Print the entries below in their entirety, exactly as they are written.

===============

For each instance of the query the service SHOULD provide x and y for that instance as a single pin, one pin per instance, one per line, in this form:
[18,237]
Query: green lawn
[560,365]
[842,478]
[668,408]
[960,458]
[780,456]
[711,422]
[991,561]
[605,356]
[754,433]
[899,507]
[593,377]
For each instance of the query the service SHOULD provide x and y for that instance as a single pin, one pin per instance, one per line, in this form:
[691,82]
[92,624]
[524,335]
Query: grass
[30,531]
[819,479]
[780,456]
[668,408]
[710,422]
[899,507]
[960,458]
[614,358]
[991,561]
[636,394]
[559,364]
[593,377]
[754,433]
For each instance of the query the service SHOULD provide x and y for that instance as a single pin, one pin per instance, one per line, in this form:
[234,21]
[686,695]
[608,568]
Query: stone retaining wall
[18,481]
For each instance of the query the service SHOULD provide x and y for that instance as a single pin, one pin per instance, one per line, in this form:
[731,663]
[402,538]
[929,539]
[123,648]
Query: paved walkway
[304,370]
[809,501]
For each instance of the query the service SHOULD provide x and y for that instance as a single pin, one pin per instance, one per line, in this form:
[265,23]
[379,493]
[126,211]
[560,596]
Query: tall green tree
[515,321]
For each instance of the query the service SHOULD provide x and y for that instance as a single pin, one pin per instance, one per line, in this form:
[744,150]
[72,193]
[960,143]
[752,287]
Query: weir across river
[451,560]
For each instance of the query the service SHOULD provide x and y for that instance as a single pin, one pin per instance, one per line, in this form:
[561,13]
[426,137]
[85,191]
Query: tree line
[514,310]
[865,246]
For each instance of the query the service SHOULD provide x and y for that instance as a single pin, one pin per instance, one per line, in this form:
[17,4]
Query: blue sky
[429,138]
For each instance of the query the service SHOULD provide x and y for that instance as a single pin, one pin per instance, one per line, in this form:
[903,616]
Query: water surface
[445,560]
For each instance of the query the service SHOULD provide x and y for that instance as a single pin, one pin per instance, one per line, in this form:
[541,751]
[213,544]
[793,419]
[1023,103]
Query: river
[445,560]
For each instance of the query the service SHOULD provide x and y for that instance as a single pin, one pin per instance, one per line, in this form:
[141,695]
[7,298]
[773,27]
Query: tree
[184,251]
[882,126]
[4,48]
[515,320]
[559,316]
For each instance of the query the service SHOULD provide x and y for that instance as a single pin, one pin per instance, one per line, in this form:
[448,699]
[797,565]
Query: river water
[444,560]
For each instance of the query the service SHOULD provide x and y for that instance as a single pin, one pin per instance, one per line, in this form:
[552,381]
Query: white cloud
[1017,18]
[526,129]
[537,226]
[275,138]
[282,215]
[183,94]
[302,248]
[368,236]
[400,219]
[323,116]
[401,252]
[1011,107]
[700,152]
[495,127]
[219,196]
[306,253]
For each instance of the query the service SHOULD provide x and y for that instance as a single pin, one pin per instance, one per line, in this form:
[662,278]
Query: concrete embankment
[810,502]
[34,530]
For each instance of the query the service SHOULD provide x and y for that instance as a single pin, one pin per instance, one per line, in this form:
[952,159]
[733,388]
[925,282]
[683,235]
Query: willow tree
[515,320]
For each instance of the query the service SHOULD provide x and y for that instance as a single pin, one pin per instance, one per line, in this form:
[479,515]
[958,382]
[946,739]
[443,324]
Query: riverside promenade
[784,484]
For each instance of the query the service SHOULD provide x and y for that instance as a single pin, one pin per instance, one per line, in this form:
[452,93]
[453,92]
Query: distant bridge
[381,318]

===============

Full output:
For each instance of the query the service SHOULD provide x and y for that instance as a single pin, one pin per instance, one per line, in this form:
[18,237]
Query: green lawn
[560,365]
[842,478]
[668,408]
[960,458]
[780,456]
[711,422]
[991,561]
[605,356]
[754,433]
[899,507]
[593,377]
For each instance of the query the service SHOULD provide x and y for that instance as a single pin, one pin per instance, one per line, in this form:
[691,82]
[92,624]
[524,335]
Query: grass
[30,531]
[819,479]
[780,456]
[668,408]
[710,422]
[899,507]
[960,458]
[614,358]
[991,561]
[636,394]
[559,364]
[593,377]
[754,433]
For each instance of the query the service SHOULD provide x and y for that instance as a single pin, one pin per instance, one per line, in this form:
[234,21]
[686,695]
[608,568]
Query: stone retaining wall
[18,481]
For each instance of the query the service SHOULD provide x and y for that instance as a single pin, one pin per instance, one per line, in this form:
[731,663]
[402,538]
[929,539]
[123,648]
Query: paved walkway
[304,370]
[809,501]
For each instance of the query the service SHOULD provide x and y for that instance as a single pin, one pin per instance, one per line, in this form:
[265,23]
[379,493]
[126,211]
[560,596]
Query: tall green tree
[515,321]
For each instance of the query the service SHOULD provide x and y for that instance as a single pin, one pin per instance, one per line, in this form:
[744,150]
[72,193]
[960,143]
[752,287]
Query: weir across river
[451,560]
For each instance of the query the service SHOULD provide x and y for that instance as a single pin, one pin per instance, one per line, in this form:
[561,13]
[426,137]
[85,191]
Query: tree line
[514,310]
[865,246]
For each instance of the query the service SHOULD provide x and y for that instance as a single pin, one pin per instance, one per line, in this form:
[17,4]
Query: blue sky
[429,138]
For each instance of the query the service SHOULD provide x and y for that instance as a single pin, one pin per instance, one per line, in this form:
[903,616]
Query: water surface
[445,560]
For each instance of the query the service SHOULD provide x and y for that instance as a single pin, one pin per instance, one per line, in this form:
[541,751]
[213,544]
[793,419]
[1023,103]
Query: river
[445,560]
For each instance of the query the service SHOULD provide x and y for that instance as a single pin, one pin per instance, one per line, in this form:
[141,695]
[7,298]
[773,27]
Query: tree
[184,251]
[882,126]
[4,48]
[515,320]
[559,316]
For each instance of the query the service SHOULD provide x and y for that instance as a single pin, one pin per instance, one per line, in this form:
[448,699]
[797,565]
Query: river water
[444,560]
For each instance of the query the service SHOULD provide x and y for that instance as a single pin, one pin per instance, one per line, in this form:
[552,381]
Query: white cloud
[1017,18]
[526,129]
[537,226]
[275,138]
[282,215]
[183,94]
[302,248]
[368,236]
[400,219]
[323,116]
[401,252]
[1011,107]
[700,152]
[495,127]
[219,196]
[306,253]
For each instance of the query the service SHOULD provide x and y for that instance as a single pin, one pin per instance, one per line, in this form:
[662,278]
Query: concrete embankment
[810,502]
[34,530]
For each instance of the query the service SHOULD provide x and y for that instance as a single pin, one pin per instance, one per line, in this form:
[952,159]
[733,388]
[925,282]
[683,235]
Query: willow tree
[515,320]
For each instance of the query the service SHOULD provide x and y for that instance as a single pin, one pin per instance, one per line, in this form:
[479,515]
[958,382]
[946,739]
[443,324]
Query: riverside promenade
[784,484]
For each instance of the query the service SHOULD provide x and y for that instance as a single pin, one pin per instance, one per line, in this form:
[452,93]
[453,92]
Query: distant bridge
[381,318]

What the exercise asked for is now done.